◆ Written instruction:
Copy out the entries verbatim, starting at the line with "entry: <item>white cloud</item>" and ending with the line with "M 73 97 L 88", including both of those lines.
---*---
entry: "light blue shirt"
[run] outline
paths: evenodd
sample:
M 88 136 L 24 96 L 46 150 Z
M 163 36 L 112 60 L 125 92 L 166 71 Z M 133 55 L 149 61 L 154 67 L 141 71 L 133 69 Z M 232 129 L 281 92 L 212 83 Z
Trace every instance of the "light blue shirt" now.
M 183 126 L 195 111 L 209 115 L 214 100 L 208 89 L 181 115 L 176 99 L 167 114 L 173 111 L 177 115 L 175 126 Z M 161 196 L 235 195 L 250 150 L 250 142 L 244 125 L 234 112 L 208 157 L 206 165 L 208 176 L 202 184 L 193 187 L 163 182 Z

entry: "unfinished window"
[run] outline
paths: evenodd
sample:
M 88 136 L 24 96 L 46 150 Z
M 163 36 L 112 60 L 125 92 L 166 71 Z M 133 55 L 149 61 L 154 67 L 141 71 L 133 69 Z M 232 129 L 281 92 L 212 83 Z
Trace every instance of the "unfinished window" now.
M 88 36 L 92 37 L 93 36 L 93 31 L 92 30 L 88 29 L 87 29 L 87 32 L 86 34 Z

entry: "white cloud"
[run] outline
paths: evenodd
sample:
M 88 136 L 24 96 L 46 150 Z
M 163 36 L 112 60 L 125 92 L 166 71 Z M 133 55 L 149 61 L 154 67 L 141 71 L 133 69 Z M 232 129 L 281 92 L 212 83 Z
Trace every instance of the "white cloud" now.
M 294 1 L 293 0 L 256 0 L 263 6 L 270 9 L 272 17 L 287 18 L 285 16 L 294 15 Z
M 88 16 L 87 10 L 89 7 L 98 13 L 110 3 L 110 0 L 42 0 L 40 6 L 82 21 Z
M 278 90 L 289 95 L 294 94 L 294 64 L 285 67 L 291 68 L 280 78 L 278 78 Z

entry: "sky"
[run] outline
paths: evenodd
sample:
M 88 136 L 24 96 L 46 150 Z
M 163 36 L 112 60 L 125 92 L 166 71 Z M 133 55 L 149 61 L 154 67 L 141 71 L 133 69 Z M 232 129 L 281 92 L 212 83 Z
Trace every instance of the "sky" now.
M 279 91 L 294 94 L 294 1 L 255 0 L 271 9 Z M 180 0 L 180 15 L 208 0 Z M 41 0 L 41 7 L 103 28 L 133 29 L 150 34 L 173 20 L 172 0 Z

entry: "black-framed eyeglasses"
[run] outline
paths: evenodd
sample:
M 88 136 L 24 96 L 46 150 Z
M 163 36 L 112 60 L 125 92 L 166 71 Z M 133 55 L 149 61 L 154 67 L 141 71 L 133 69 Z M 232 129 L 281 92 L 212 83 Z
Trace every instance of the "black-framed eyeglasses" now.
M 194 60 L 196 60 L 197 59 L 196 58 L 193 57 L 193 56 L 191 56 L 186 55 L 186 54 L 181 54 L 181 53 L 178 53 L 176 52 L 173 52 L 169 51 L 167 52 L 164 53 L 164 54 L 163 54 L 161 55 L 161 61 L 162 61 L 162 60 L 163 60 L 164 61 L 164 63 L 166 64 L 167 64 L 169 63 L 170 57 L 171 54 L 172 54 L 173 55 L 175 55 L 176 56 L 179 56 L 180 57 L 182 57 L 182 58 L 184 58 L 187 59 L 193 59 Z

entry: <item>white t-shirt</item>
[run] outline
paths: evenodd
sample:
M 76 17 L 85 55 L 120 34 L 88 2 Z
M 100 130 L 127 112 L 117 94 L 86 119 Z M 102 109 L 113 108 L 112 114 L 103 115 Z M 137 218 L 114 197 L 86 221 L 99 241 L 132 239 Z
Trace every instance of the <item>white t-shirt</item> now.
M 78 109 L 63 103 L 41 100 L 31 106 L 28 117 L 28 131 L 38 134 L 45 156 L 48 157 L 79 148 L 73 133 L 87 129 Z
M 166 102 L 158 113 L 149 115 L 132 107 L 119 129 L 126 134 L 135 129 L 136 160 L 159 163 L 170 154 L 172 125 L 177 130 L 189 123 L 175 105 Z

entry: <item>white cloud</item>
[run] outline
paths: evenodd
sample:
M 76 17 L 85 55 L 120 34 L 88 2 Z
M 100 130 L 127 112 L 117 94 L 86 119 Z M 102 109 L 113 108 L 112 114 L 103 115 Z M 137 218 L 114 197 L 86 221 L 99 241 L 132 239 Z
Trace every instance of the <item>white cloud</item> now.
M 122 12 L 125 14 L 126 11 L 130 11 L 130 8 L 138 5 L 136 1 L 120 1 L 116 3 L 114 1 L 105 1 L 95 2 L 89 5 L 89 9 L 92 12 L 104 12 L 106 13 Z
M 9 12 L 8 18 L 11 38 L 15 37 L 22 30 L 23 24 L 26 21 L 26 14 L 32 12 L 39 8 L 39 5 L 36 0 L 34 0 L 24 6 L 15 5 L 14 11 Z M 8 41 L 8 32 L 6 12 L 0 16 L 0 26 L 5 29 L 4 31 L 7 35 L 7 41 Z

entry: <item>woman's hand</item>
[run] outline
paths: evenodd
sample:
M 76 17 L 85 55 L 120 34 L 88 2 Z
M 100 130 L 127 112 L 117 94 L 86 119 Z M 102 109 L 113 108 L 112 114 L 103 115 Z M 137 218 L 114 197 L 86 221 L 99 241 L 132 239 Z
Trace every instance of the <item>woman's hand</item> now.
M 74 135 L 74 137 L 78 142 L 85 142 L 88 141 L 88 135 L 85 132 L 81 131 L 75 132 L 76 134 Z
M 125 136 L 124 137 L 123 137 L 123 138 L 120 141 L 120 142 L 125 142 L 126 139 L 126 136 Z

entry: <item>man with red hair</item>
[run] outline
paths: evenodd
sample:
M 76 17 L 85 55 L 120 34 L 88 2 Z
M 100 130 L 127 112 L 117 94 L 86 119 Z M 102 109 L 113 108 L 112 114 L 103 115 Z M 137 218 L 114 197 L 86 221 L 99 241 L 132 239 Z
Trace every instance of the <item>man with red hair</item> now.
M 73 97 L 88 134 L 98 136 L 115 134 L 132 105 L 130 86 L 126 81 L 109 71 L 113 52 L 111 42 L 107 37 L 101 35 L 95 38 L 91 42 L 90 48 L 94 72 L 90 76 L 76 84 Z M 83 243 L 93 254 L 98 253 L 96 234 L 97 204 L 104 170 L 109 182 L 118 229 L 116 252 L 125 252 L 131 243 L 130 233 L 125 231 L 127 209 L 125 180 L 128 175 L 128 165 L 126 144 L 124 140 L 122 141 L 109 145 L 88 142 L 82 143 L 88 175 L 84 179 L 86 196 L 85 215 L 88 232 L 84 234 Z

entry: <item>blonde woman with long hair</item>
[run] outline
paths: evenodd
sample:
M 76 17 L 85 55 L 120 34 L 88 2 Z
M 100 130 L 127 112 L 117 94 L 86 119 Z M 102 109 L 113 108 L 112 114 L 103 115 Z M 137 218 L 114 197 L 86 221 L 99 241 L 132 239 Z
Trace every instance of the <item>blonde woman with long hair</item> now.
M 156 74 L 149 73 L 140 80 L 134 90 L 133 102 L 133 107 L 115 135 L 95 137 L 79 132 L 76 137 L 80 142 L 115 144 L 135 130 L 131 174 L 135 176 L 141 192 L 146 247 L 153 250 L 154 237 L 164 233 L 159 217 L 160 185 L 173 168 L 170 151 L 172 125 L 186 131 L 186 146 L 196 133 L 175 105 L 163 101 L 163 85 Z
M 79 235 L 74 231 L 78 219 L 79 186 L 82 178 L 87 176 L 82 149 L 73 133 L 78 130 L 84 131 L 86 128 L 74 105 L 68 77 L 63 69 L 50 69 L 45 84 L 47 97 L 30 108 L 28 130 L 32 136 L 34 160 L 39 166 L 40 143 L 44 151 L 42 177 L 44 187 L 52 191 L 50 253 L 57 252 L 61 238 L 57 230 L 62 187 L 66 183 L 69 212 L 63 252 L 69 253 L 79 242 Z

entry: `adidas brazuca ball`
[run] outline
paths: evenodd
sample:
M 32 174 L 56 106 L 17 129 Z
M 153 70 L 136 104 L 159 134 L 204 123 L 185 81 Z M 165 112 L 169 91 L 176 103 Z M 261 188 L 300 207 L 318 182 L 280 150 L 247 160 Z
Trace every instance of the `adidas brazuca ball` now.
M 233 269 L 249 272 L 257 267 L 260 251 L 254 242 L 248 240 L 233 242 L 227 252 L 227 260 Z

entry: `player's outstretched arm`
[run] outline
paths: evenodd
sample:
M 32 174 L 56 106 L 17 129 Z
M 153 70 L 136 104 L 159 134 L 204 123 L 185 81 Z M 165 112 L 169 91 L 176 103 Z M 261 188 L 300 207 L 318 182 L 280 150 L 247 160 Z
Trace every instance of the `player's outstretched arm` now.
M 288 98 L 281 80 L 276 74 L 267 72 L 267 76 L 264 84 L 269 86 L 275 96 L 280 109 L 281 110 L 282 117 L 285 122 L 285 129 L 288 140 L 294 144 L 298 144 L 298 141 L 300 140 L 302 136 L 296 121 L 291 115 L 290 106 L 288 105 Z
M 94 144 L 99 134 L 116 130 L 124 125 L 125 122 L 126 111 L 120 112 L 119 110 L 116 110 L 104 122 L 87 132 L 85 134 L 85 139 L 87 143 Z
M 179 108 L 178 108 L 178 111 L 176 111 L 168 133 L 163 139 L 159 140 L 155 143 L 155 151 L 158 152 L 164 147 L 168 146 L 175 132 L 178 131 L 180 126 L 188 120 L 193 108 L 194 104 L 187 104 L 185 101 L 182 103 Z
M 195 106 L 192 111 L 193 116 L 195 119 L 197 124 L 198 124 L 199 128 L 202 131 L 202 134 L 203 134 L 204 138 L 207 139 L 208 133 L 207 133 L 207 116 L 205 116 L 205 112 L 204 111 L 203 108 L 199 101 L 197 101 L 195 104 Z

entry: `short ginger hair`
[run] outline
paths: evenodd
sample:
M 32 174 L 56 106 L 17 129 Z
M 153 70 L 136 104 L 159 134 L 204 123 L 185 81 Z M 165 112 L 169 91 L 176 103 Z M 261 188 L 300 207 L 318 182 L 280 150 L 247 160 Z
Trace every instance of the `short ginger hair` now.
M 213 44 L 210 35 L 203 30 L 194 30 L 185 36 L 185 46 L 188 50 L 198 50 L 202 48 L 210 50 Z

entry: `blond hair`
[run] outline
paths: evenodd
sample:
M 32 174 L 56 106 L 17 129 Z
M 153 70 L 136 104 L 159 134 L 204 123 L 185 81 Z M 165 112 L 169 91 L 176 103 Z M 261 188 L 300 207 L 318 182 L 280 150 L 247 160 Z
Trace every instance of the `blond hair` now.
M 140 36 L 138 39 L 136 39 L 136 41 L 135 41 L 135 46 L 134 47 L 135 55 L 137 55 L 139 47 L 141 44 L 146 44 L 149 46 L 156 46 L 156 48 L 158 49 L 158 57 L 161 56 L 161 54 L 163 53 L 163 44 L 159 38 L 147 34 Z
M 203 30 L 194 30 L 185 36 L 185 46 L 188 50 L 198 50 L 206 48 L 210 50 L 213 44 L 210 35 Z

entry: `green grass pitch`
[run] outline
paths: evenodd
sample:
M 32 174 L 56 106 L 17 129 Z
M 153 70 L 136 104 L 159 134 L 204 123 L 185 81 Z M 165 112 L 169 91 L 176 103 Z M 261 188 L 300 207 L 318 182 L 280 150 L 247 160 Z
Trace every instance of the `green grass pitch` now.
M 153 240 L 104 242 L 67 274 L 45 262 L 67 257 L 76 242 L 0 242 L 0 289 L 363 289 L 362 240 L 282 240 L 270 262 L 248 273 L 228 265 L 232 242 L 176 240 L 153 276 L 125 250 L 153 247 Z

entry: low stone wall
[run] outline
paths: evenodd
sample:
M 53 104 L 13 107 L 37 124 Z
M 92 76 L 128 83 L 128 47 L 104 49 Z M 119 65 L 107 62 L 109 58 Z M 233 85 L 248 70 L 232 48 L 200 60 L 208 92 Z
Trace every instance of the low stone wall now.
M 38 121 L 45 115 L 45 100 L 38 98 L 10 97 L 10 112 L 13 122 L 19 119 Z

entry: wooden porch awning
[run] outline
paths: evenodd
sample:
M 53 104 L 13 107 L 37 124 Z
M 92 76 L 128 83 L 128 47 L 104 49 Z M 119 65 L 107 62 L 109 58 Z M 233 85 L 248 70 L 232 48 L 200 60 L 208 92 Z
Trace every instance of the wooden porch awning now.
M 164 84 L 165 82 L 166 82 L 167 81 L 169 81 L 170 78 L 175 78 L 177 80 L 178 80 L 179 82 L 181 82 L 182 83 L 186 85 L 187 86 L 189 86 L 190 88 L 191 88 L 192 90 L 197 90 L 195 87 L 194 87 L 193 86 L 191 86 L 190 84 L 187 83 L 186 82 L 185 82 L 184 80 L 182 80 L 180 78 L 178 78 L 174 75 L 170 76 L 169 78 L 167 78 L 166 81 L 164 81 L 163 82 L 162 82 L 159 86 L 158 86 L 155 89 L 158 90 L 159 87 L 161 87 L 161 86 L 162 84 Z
---*---
◆ Exercise answer:
entry: <item>white cloud</item>
[run] outline
paths: evenodd
sample:
M 76 17 L 85 55 L 120 34 L 88 2 Z
M 100 130 L 127 112 L 117 94 L 86 119 Z M 102 109 L 113 108 L 112 114 L 103 115 Z M 137 218 L 114 197 L 86 221 L 99 241 L 132 239 Z
Trace every instance of the <item>white cloud</item> now.
M 122 12 L 125 14 L 126 11 L 130 11 L 130 8 L 138 5 L 136 1 L 120 1 L 116 3 L 114 1 L 105 1 L 95 2 L 89 5 L 89 9 L 92 12 L 104 12 L 106 13 Z
M 9 12 L 8 18 L 11 38 L 15 37 L 22 30 L 23 24 L 26 21 L 26 14 L 32 12 L 39 8 L 39 5 L 36 0 L 34 0 L 24 6 L 15 5 L 14 11 Z M 8 41 L 8 32 L 6 12 L 0 16 L 0 26 L 5 29 L 4 31 L 7 35 L 7 41 Z

entry: <item>woman's hand</item>
[run] outline
paths: evenodd
sample:
M 76 17 L 85 55 L 120 34 L 88 2 Z
M 100 130 L 127 112 L 117 94 L 86 119 Z M 102 109 L 113 108 L 112 114 L 103 115 Z M 137 218 L 114 197 L 86 221 L 99 241 L 132 239 Z
Trace every instance of the <item>woman's hand</item> now.
M 74 135 L 74 137 L 78 142 L 85 142 L 88 141 L 88 135 L 85 132 L 81 131 L 75 132 L 76 134 Z
M 125 136 L 124 137 L 123 137 L 123 138 L 120 141 L 120 142 L 125 142 L 126 139 L 126 136 Z

entry: <item>man with red hair</item>
[run] outline
paths: evenodd
sample:
M 76 17 L 85 55 L 120 34 L 88 2 Z
M 100 130 L 127 112 L 117 94 L 86 119 Z M 102 109 L 113 108 L 112 114 L 103 115 Z M 137 218 L 114 197 L 86 221 L 99 241 L 132 239 Z
Trace every instance of the <item>man with red hair</item> now.
M 73 97 L 88 134 L 98 136 L 115 134 L 132 105 L 130 86 L 126 81 L 109 71 L 113 52 L 111 42 L 107 37 L 101 35 L 95 38 L 91 42 L 90 48 L 94 72 L 90 76 L 76 84 Z M 83 243 L 93 254 L 98 253 L 96 234 L 97 204 L 104 170 L 109 182 L 118 229 L 116 252 L 125 252 L 131 243 L 130 233 L 125 231 L 127 209 L 125 180 L 128 175 L 128 165 L 126 144 L 124 140 L 122 141 L 109 145 L 88 142 L 82 143 L 88 175 L 84 179 L 86 196 L 85 215 L 88 232 L 84 234 Z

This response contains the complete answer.